[Stored data entries]
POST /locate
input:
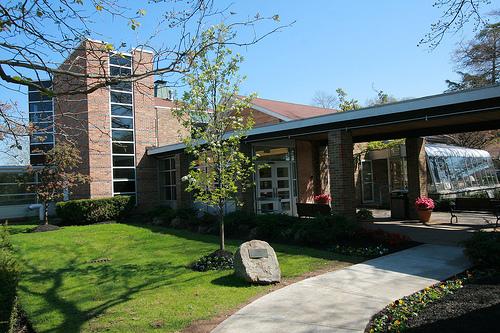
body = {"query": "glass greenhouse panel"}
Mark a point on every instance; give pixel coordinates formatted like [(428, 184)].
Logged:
[(458, 169)]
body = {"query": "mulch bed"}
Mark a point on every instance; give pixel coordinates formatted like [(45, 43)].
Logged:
[(473, 308)]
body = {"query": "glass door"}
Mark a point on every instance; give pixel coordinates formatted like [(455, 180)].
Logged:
[(274, 189), (367, 181)]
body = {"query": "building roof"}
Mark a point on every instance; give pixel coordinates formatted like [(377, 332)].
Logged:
[(163, 103), (288, 111)]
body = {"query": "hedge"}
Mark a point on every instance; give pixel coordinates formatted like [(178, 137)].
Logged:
[(88, 211)]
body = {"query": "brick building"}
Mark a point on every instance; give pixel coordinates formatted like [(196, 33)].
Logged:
[(130, 140)]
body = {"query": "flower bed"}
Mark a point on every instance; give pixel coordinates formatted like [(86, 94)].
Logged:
[(367, 251), (395, 316)]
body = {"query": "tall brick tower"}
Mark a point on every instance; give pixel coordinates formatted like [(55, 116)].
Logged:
[(112, 126)]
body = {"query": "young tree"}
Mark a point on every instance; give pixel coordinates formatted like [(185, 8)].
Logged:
[(456, 14), (57, 175), (382, 98), (325, 100), (213, 111), (479, 60), (479, 64)]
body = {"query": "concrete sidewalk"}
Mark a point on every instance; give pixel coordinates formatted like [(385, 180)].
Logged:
[(345, 300)]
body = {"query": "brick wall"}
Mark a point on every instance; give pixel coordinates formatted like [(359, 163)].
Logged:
[(305, 171), (145, 129), (417, 171), (341, 166), (260, 118)]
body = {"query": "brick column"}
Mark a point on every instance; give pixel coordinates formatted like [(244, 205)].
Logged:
[(341, 168), (417, 172)]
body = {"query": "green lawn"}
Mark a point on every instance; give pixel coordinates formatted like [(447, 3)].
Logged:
[(144, 286)]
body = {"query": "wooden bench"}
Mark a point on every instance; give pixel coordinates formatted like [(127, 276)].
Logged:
[(474, 205), (313, 210)]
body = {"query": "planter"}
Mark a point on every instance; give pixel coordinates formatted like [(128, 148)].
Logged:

▶ [EXERCISE GOAL]: Retype the whole listing exactly and leave the pictures out.

▶ [ANSWER BELOW]:
POST /locate
input:
body = {"query": "glass greenhouse panel"}
Mark a point on every instance; give pixel coordinates formatted like [(428, 184)].
Logged:
[(458, 169)]
body = {"query": "mulch bed"}
Mark a point on every instance; give pixel coordinates formatted like [(45, 43)].
Logged:
[(473, 308)]
body = {"query": "glass door"}
Mark a point on every instance; give pixel coordinates formatted like [(455, 180)].
Logged:
[(274, 189), (367, 181)]
body = {"query": "building roof"}
Mark a point on every instance; give pixel coordinates formatted like [(377, 332)].
Logged:
[(163, 103), (288, 111)]
body = {"query": "hedge"}
Mark a point on every instance; give pixel coordinates formatted like [(178, 137)].
Logged:
[(88, 211)]
body = {"query": "brick building"}
Mark a point on every instance; give pixel coordinates formatted like [(196, 33)].
Logged:
[(130, 140)]
body = {"query": "flower bed"}
Mark a point on every instance; give pixel coordinates formatted like [(86, 94)].
Logged:
[(367, 251), (395, 316)]
body = {"query": "tall brick tower"}
Mark a point on every instance; give pixel coordinates formatted like [(55, 116)].
Logged:
[(112, 126)]
body = {"query": "young tree"}
Mark a point on every instance; give pixel coordinates formatted like [(185, 8)].
Logged:
[(456, 14), (57, 175), (382, 98), (325, 100), (213, 111), (479, 60), (479, 64)]
body = {"query": "concrete sidewalk"}
Mark a point on every instance; give pixel coordinates formatted like [(385, 180)].
Logged:
[(345, 300)]
body = {"query": "brick wall"}
Mark a point on every instance; give pixel coordinates formatted like [(359, 163)].
Logged:
[(305, 171), (145, 129), (417, 171), (341, 166), (260, 118)]
body = {"query": "brick column"}
Mark a point on every instance; give pixel coordinates formatted like [(244, 205)].
Logged:
[(341, 168), (417, 172)]
body = {"query": "green lawn"}
Mark a point on every instance; give pixel coordinates formatted like [(447, 3)].
Logged:
[(144, 286)]
body = {"query": "wooden bench"}
Mark a point on every instance; give pixel coordinates formatted like [(127, 276)].
Logged:
[(474, 205), (313, 210)]
body = {"query": "planter"}
Mark a point on every instance; give pixel coordinates formatted like [(128, 148)].
Logged:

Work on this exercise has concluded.